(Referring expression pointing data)

'''

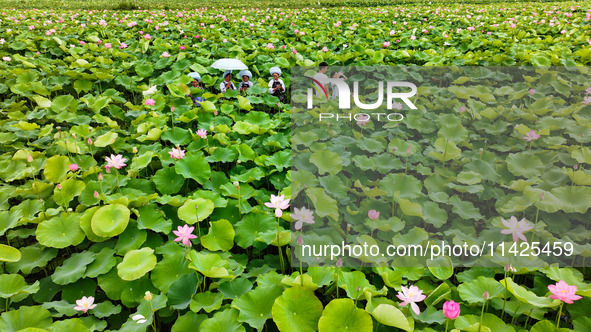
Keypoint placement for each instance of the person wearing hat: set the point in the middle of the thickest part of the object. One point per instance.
(196, 83)
(227, 83)
(246, 82)
(276, 85)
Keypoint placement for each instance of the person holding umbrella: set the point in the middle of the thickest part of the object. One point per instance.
(246, 82)
(196, 83)
(227, 84)
(276, 85)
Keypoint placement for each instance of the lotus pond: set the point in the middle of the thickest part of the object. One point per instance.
(124, 207)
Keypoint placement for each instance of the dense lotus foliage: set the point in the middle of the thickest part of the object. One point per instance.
(125, 207)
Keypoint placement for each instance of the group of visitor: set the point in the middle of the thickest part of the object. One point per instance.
(276, 85)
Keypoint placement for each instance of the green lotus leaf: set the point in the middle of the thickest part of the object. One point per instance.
(255, 306)
(442, 292)
(220, 236)
(74, 324)
(525, 164)
(25, 317)
(181, 291)
(110, 220)
(31, 257)
(56, 168)
(177, 136)
(136, 264)
(573, 198)
(207, 301)
(194, 166)
(223, 321)
(9, 254)
(447, 150)
(389, 315)
(14, 286)
(150, 217)
(297, 310)
(60, 232)
(472, 291)
(441, 267)
(195, 210)
(255, 229)
(327, 162)
(71, 188)
(342, 314)
(527, 296)
(72, 268)
(171, 268)
(167, 181)
(324, 205)
(103, 262)
(106, 139)
(187, 322)
(210, 265)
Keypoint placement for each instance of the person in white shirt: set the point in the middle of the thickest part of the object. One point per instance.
(246, 82)
(276, 85)
(227, 83)
(322, 77)
(335, 89)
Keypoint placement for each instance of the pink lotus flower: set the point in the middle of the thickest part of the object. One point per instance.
(184, 234)
(516, 228)
(531, 136)
(411, 295)
(116, 161)
(85, 304)
(202, 133)
(279, 204)
(373, 214)
(177, 153)
(302, 216)
(451, 309)
(564, 292)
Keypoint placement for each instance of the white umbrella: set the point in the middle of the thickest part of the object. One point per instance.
(229, 64)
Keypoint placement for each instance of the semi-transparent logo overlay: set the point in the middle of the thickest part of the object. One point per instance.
(441, 166)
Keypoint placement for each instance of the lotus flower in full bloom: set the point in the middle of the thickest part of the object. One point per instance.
(564, 292)
(279, 203)
(411, 295)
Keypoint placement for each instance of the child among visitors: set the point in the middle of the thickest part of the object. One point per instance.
(276, 85)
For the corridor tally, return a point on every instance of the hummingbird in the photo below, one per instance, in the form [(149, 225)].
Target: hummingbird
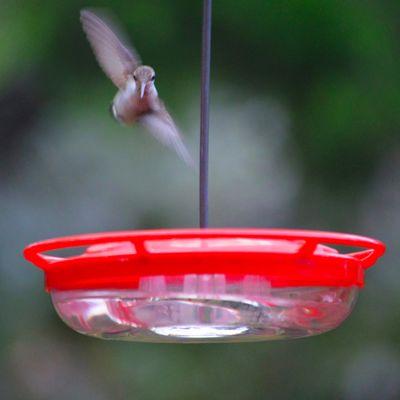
[(137, 98)]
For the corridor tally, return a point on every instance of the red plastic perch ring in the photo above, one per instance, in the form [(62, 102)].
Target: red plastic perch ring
[(205, 284)]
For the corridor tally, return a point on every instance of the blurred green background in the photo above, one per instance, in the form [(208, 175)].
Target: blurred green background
[(304, 134)]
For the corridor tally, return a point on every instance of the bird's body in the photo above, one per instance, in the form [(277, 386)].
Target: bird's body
[(137, 99)]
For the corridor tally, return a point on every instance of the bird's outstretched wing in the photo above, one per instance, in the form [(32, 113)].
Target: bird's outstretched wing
[(115, 56), (161, 125)]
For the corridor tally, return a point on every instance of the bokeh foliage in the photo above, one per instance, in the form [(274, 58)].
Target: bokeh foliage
[(333, 66)]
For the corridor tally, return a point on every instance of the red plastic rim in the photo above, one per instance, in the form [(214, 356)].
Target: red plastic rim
[(286, 258)]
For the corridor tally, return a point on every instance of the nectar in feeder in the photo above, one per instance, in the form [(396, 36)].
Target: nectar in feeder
[(204, 284)]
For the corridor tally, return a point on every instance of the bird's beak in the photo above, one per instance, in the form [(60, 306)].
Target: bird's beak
[(142, 89)]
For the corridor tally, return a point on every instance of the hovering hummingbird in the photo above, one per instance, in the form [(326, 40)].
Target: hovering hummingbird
[(137, 98)]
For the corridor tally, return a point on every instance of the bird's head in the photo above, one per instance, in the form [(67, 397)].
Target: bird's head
[(144, 77)]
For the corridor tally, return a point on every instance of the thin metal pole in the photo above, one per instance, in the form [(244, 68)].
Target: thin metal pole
[(205, 111)]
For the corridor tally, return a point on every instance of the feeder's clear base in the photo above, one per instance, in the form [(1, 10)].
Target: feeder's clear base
[(205, 308)]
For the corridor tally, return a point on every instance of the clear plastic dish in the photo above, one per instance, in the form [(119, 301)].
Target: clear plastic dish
[(195, 308), (205, 285)]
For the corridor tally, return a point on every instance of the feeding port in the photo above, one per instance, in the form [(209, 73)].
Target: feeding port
[(204, 284)]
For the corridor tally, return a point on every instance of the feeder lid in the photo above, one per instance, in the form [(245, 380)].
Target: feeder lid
[(286, 258)]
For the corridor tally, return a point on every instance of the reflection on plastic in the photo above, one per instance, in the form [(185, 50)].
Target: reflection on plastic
[(213, 307)]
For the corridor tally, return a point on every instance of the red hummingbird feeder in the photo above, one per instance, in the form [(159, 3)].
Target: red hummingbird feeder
[(204, 285)]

'''

TASK ITEM = Repeat the entries exactly and keep the pictures out of the copy.

RESPONSE AREA =
Keypoint placement for each instance of the person wearing hat: set the point in the middle of the thickest part of the object. One point per instance.
(196, 83)
(227, 83)
(246, 82)
(276, 85)
Keypoint placement for each instance of the person holding umbrella: set the point in the middle of the thickest part of the object. One point per instance.
(246, 82)
(196, 83)
(227, 84)
(276, 85)
Keypoint placement for each instance of the lotus pond: set the point in the middle of the thickest part of the object. One point per instance.
(124, 207)
Keypoint placement for each instance of the dense lotus foliage: set the point in the middle of the thickest part of the object. One point per instance.
(125, 207)
Keypoint placement for each instance of the group of visitor: set the point in the middle of the thickest part of the object. One point per instance.
(276, 85)
Keypoint placement for each instance of the green lotus leaf: set the point in the middle of the thickest part of the object. One point per instance.
(255, 306)
(442, 292)
(220, 236)
(74, 324)
(525, 164)
(25, 317)
(181, 291)
(110, 220)
(31, 257)
(56, 168)
(177, 136)
(136, 264)
(573, 198)
(207, 301)
(194, 166)
(223, 321)
(9, 254)
(447, 150)
(389, 315)
(14, 286)
(150, 217)
(297, 310)
(60, 232)
(472, 291)
(441, 267)
(195, 210)
(255, 229)
(327, 162)
(71, 188)
(342, 314)
(527, 296)
(72, 268)
(171, 268)
(167, 181)
(324, 205)
(103, 262)
(106, 139)
(187, 322)
(210, 265)
Keypoint placement for each instance of the person in white shirt: set the point in the middle of the thickest part of the object. One point per instance.
(246, 82)
(276, 85)
(227, 83)
(322, 77)
(335, 89)
Keypoint placement for each instance of the pink lotus flower: set the point in the middle of the thickest part of the object. One point per instance.
(184, 234)
(516, 228)
(531, 136)
(411, 295)
(116, 161)
(85, 304)
(202, 133)
(279, 204)
(373, 214)
(177, 153)
(302, 216)
(451, 309)
(564, 292)
Keypoint placement for each instance of the white umbrella: set the point in the middle of the thickest part of the object. One point per instance.
(229, 64)
Keypoint placement for each instance of the semi-transparent logo overlay: set the point in the middle of the thickest part of the object. One point per instance.
(441, 166)
Keypoint placement for each instance of the lotus flower in full bloom: set the point in the middle of the thickest part of the object. One point per instance.
(564, 292)
(279, 203)
(411, 295)
Keypoint placement for each instance of the child among visitors: set the point in the middle of the thickest part of the object. One point per instance.
(276, 85)
For the corridor tally, return a point on every instance of the hummingbird in the photo below, one per instance, in the form [(149, 225)].
Target: hummingbird
[(137, 98)]
For the corridor tally, return a point on every instance of the red plastic perch ring in the photo above, one per instance, in the form [(62, 102)].
Target: red plastic perch ring
[(205, 284)]
For the corridor tally, return a point on every instance of the blurred green background in the photo above, one per instance, in the form [(208, 175)].
Target: blurred green background
[(304, 134)]
For the corridor tally, return a point on every instance of the bird's body in the photo above, one per instance, in the form [(277, 386)].
Target: bird's body
[(137, 99)]
For the corridor tally, return a point on every instance of the bird's outstretched wing in the photo above, one per instance, in the form [(32, 113)].
Target: bird's outstretched wing
[(115, 56), (161, 125)]
For the corridor tally, return a point on every instance of the bokeh foliage in the photo above, one per instance, in the form [(274, 58)].
Target: bokeh foliage
[(333, 66)]
For the corridor tally, return a point on every instance of the red plastic rim in the photo above, one per instance, in the form [(214, 356)].
Target: red plastic rim
[(286, 258)]
For the corridor tally, return a point on every instance of the nectar in feeder in the photo above, one per instance, in the form [(396, 36)].
Target: nectar in feeder
[(204, 284)]
For the corridor tally, return a point on every instance of the bird's beak in the photo above, one per instance, in the form [(60, 306)].
Target: bird's beak
[(142, 89)]
For the corridor tally, return a point on every instance of the hovering hummingbird in the photo above, one per instance, in the form [(326, 40)].
Target: hovering hummingbird
[(137, 98)]
For the corridor tally, return a point on every instance of the bird's head in the photo above, one per instance, in the form [(67, 397)].
Target: bird's head
[(144, 77)]
For the corridor tally, return a point on every instance of the thin metal pole in the photo above, one per instance, in the form [(244, 68)].
Target: thin metal pole
[(205, 111)]
For the corridor tally, return a point on every instance of the feeder's clear base in the photo above, one per instance, in the form [(1, 10)].
Target: feeder's clear base
[(205, 308)]
For the corridor tally, return a point on every instance of the clear plastic dish in the photo above, one per instance, in the form [(119, 301)].
Target: clear plastic dish
[(195, 308), (205, 285)]
For the corridor tally, return a point on every instance of the feeding port in the photo above, one per instance, in the form [(209, 73)].
Target: feeding port
[(204, 284)]
For the corridor tally, return a point on every instance of the feeder lid in the photo above, one per instance, in the form [(245, 380)].
Target: feeder lid
[(286, 258)]
For the corridor tally, return a point on every instance of the reflection on plastic in the photo above, one per instance, in the form [(185, 50)].
Target: reflection on plastic
[(213, 307)]
For the corridor tally, return a point on every instance of the red hummingbird feeder in the photo above, one per instance, in the form [(159, 3)].
Target: red hummingbird feeder
[(204, 285)]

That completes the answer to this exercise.